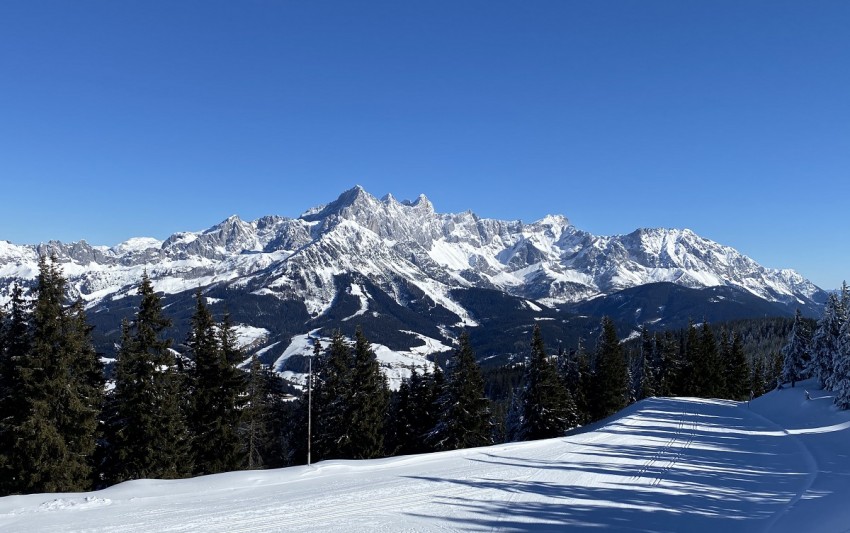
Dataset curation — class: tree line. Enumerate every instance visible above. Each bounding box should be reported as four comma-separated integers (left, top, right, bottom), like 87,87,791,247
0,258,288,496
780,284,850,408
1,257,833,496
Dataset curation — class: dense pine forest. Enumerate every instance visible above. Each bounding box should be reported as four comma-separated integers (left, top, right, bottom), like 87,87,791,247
______________________________
[Aim of the exercise] All lines above are to be restated word for word, with pictures excluded.

[Answer for this exercise]
Dataset curation — class: tree line. Enumerate every instance visible above. Each bounding box should be reported as four comma-separated integers (left, top, right, bottom), like 87,87,791,247
0,258,288,496
780,284,850,408
1,257,833,496
Dataset curation — class: dense pine forest. Enumerate every instance visible above. Each bounding box should be reported as four comma-separated integers (left, top, right, bottom), like 87,87,791,247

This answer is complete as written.